* What to work on *
Starting at the line that contains "Shelf-audit tagging: put a marker on the neck, one" and ending with the final line of the records, rewrite those lines as a numbered list, omitting any blank lines.

Lines excerpted from a collection
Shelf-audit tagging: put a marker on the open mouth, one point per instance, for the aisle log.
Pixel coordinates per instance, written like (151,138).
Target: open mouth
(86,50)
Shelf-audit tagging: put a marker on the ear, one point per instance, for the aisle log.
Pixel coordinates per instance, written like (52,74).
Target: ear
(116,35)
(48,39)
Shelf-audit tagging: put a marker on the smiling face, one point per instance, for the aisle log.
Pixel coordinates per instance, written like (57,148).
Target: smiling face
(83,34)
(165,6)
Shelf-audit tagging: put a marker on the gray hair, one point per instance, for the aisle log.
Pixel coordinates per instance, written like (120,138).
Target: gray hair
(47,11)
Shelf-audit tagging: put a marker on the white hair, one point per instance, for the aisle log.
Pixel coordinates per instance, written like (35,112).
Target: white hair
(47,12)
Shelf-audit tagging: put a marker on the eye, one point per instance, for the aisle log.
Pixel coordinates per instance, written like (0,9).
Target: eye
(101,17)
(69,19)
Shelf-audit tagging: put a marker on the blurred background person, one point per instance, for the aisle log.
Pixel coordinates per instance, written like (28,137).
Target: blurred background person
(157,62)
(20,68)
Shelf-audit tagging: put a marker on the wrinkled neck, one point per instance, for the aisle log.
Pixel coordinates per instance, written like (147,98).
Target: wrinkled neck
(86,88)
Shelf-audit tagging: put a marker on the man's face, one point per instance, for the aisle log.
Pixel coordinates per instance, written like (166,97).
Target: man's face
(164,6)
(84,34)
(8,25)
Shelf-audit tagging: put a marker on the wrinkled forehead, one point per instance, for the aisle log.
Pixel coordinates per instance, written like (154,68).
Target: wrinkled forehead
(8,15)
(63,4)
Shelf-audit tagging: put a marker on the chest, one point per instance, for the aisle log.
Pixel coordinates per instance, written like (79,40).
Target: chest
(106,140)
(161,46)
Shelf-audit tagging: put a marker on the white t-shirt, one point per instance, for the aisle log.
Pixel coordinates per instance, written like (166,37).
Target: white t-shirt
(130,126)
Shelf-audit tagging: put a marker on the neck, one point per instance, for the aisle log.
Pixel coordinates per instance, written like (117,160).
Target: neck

* Exercise answer *
1. Shelf-audit tagging: put a marker on the neck, one point per instance, for the aisle log.
2. Pixel coordinates per instance, written like (117,160).
3. Target: neck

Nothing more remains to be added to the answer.